CHALLENGE
Reproduce word for word the portion of the passage on the Greek verb pisteuo below, starting at "means to consider" and ending at "one's habitual practice.".

ARTICLE

^^^^

I do not think I could have said
anything upon any other text. Christ was precious to my soul, and I
was in the flush of my youthful love, and I could not be silent when a
precious Jesus was the subject.
---
This is a text on which I think I
could preach in my sleep. And I believe that if I were dying and were
graciously led into the old track, I could with my last breath pour
out a heart full of utterance on this delightful verse. I am sure it
contains the marrow of what I have always taught in the pulpit.
Believe (4100)
(pisteuo
from
pistis;
pistos;
related
studies
the faith, the
obedience of faith)
means to consider something to be true and therefore worthy of one’s
trust. To accept as true, genuine, or real. To have a firm conviction
as to the goodness, efficacy, or ability of something or someone. To
consider to be true. To accept the word or evidence of.
Peter uses
pisteuo in the
present tense
which describes this belief as one's habitual practice.
Vincent
notes that pisteuo...
means to persuade, to cause belief,
to induce one to do something by persuading, and so runs into the
meaning of to obey, properly as the result of persuasion
In secular Greek
literature, as well as in the New Testament, pisteuo (pistis,
pistos) has a basic meaning of an intellectual assent or a belief that
something is true. Michel says that this use arose during the
Hellenistic period. During the struggle with skepticism and atheism,
it acquired the sense of conviction concerning the existence and
activity of the Greek gods. Thayer calls this the intransitive use of
the word which conveys the idea of to be sure or be persuaded that
something is a fact. This kind of faith does not require any action on
the part of the believer but only an intellectual acceptance. As
discussed below, James used this type of faith as an example of a dead
faith stating that "The devils also believe, and tremble" (James
2:19).
The other
secular Greek meaning that is the more common use in the New Testament
is the transitive or active use which means to "put faith in" or "rely
upon" someone or something. Sometimes it has even stronger meaning:
"To entrust something to another." In classical usage it denoted
conduct that honored a previous agreement, such as the honoring of a
truce between opposing armies (Iliad 2.124). The meaning of entrusting
something to someone is found in Xenophon (Memorabilia 4.4.17). An
example of this use in the New Testament is 2 Timothy 1:12. Paul said
I know whom I have believed,
and am persuaded that he is able to keep that which I have committed
unto him against that day (see note
2 Timothy 1:12)
(Comment: Here pisteuo means to trust in or rely upon Christ to
save us)
Pisteuo
means to entrust oneself to an entity in complete confidence. To
believe in with the implication of total commitment to the one who is
trusted. As discussed below Christ is the object of this type of faith
that relies on His power and nearness to help, in addition to being
convinced that His revelations or disclosures are true.

^^^^

MATERIAL

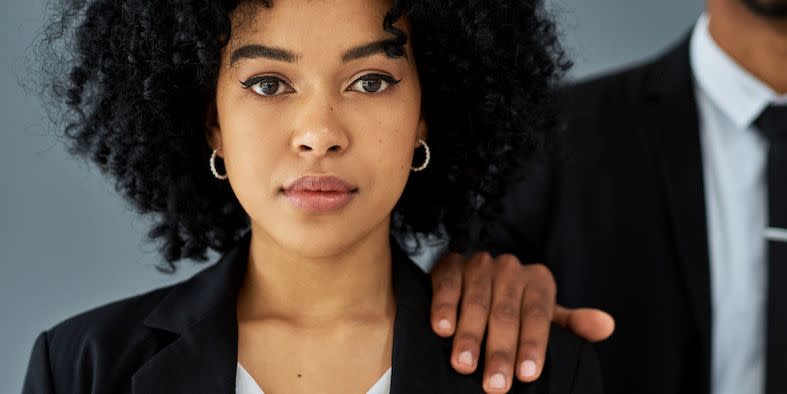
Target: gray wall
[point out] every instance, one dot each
(70, 243)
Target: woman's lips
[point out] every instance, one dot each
(319, 193)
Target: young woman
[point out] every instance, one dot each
(306, 140)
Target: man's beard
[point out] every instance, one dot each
(772, 9)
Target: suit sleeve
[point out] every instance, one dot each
(38, 379)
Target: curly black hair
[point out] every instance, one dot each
(143, 73)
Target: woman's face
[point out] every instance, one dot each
(316, 134)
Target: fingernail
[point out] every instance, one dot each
(466, 358)
(528, 369)
(497, 381)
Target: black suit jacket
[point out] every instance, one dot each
(619, 217)
(183, 339)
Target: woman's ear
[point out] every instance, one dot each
(423, 131)
(212, 128)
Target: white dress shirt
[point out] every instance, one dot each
(245, 384)
(729, 100)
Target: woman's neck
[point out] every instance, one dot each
(352, 286)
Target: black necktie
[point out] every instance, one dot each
(773, 125)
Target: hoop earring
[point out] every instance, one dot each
(213, 166)
(426, 160)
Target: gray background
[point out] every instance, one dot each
(70, 243)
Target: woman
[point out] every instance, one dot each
(292, 136)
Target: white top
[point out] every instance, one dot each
(734, 155)
(245, 384)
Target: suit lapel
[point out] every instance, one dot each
(672, 129)
(416, 364)
(201, 313)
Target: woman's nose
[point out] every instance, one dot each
(319, 132)
(320, 141)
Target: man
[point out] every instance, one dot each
(669, 210)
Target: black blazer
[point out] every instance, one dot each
(619, 217)
(183, 339)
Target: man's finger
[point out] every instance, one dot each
(591, 324)
(537, 307)
(447, 290)
(503, 327)
(476, 297)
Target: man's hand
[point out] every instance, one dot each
(515, 303)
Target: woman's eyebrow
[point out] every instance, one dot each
(253, 51)
(372, 48)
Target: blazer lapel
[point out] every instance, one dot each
(416, 350)
(201, 314)
(672, 129)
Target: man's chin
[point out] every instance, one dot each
(771, 9)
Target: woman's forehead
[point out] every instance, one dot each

^^^^

REPLY TO THE EXERCISE
means to consider something to be true and therefore worthy of one’s
trust. To accept as true, genuine, or real. To have a firm conviction
as to the goodness, efficacy, or ability of something or someone. To
consider to be true. To accept the word or evidence of.
Peter uses
pisteuo in the
present tense
which describes this belief as one's habitual practice.